● Task goal
Quote every one of the entries below word for word, leaving out the pictures.

Records from a dataset
===

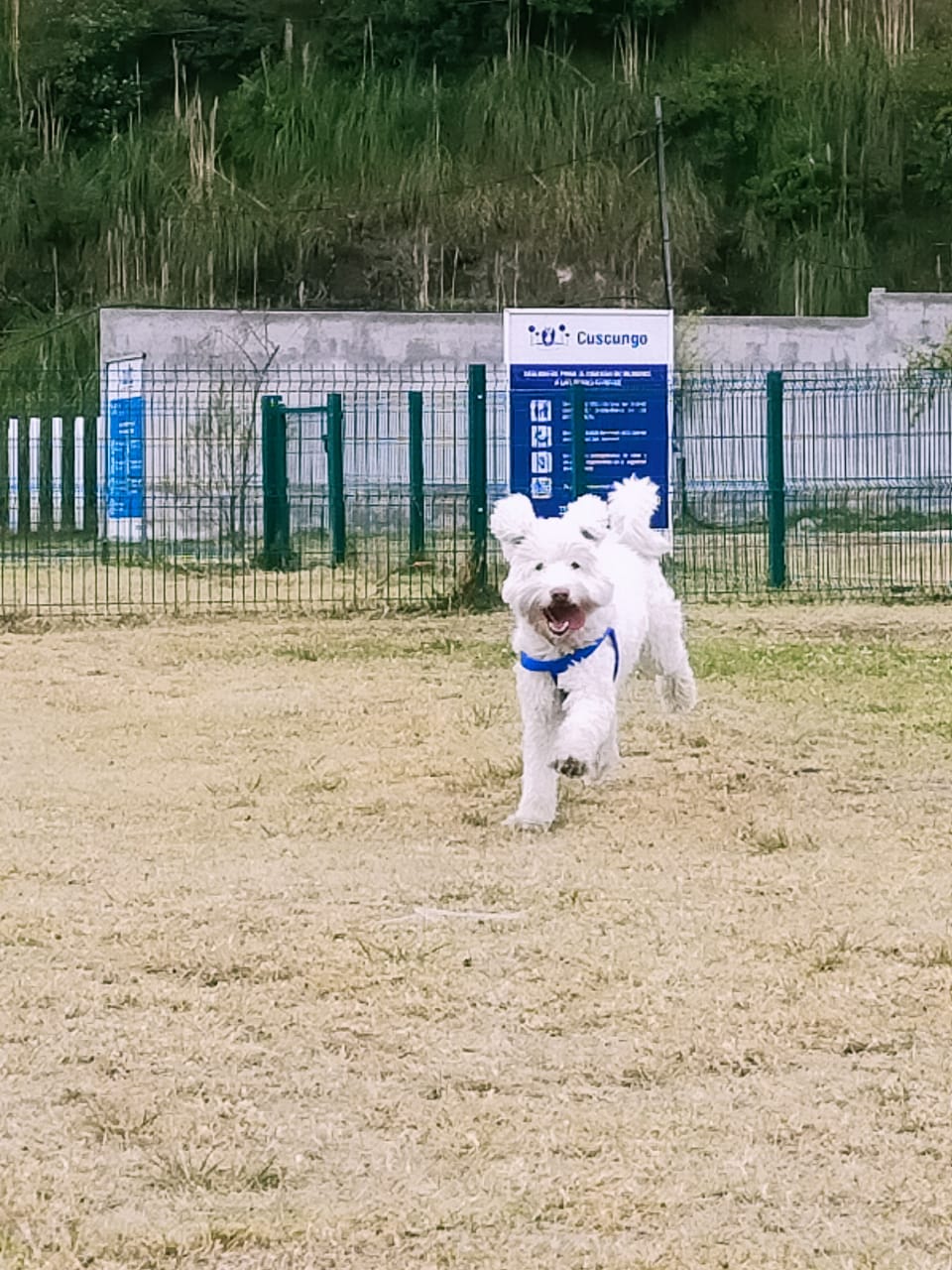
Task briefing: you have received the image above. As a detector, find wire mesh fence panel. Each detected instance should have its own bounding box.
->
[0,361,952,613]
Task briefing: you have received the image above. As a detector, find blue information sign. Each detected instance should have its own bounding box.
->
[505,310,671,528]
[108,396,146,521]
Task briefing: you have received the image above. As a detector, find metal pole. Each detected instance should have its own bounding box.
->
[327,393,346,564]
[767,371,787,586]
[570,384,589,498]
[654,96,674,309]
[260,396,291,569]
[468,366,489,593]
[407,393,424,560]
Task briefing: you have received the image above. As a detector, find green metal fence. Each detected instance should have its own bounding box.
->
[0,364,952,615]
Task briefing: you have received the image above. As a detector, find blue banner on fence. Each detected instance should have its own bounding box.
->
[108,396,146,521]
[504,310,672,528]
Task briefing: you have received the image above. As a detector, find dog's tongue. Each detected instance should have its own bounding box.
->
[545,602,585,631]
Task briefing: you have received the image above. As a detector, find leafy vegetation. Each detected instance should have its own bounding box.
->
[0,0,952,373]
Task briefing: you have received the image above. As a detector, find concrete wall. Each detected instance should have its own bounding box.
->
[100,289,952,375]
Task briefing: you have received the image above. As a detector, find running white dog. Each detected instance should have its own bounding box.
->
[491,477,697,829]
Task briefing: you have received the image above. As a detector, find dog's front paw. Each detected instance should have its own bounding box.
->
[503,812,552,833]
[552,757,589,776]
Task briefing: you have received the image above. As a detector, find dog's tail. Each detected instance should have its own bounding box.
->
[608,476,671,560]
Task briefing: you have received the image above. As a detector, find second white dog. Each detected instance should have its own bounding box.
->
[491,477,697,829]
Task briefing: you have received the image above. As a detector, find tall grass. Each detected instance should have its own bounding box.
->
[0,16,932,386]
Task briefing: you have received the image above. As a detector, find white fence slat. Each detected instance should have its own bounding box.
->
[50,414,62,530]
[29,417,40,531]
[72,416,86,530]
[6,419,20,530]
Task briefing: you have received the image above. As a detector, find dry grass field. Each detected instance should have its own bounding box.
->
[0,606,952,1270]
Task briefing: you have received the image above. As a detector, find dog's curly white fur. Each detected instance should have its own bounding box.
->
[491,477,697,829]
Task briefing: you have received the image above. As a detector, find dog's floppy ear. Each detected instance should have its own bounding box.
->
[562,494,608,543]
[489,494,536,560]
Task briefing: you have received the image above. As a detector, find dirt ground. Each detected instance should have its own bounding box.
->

===

● Problem solution
Task briefing: you have received the image above. As a detector, find wire mesh fence panel. Each detected instance should have its own bounding box.
->
[0,361,952,613]
Task briefing: you have received the image above. As a detector, find blue information sign. Each detected instance should have its own bounding box.
->
[505,310,671,528]
[108,396,146,521]
Task briefing: you have received the image above. As a detector, find metal pole. Each detected instance should have its own bounding box.
->
[327,393,346,564]
[767,371,787,586]
[570,384,589,498]
[654,96,674,309]
[260,396,291,569]
[468,366,489,593]
[407,393,424,560]
Task briefing: you have received the image above. As a detector, find green metal fence. Each detected instance should have its own bounding box.
->
[0,364,952,615]
Task briefing: you have received the image above. As a detector, find blue banner on fence. Each detected instance should have its own bounding box.
->
[108,396,146,521]
[504,310,672,528]
Task briefing: you have received the image above. As a detector, find dog's tongue. Each detected instance should have its own bounding box.
->
[545,602,585,631]
Task briefing: you have received the image above. As a detector, find leafy vegetation. Each detected instance should have its own bounding box.
->
[0,0,952,373]
Task briefing: you have received the image above. As a detector, find concrete wall. Each detected instance should have its own bounding box.
->
[100,289,952,375]
Task briefing: you have received the image above. As a detector, find running white dog. Each detected instance should have its own bounding box.
->
[491,477,697,829]
Task briefing: you have received the image above. As a detector, find dog's front paw. Each detected instance should have its own bounding box.
->
[503,812,552,833]
[552,757,589,776]
Task briefing: you have received the image above. As a detector, find dog's tail. Each detected instance should have its own bounding box.
->
[608,476,671,560]
Task briefing: you have received the image above. As a detector, find second white dog. Each detected instance should have its own bounding box.
->
[491,477,697,829]
Task briefing: you have received the image above. As a detector, find tall grass. Each detected instance should have its own bounding box.
->
[0,16,932,386]
Task briefing: you have received the image above. As a detector, find white fence slat. Each detected instance should have its own bounding box.
->
[50,414,62,530]
[29,417,40,531]
[72,416,86,530]
[6,419,20,530]
Task briefing: you have received the image above. As a detector, find dry grass field. Each detected instance should have its own bounding box.
->
[0,606,952,1270]
Task briefing: you have received the image above. As a detector, find dog's curly white fur. Each detected instance should have its own bounding box.
->
[491,477,697,829]
Task briefing: you have received the image above. As a detector, find dog's floppy ear. Each detected instance should have its own bounding box.
->
[562,494,608,543]
[489,494,536,560]
Task briefing: you have received the image above. As a detector, find dirt ground. Each detected instance should have its own bounding box.
->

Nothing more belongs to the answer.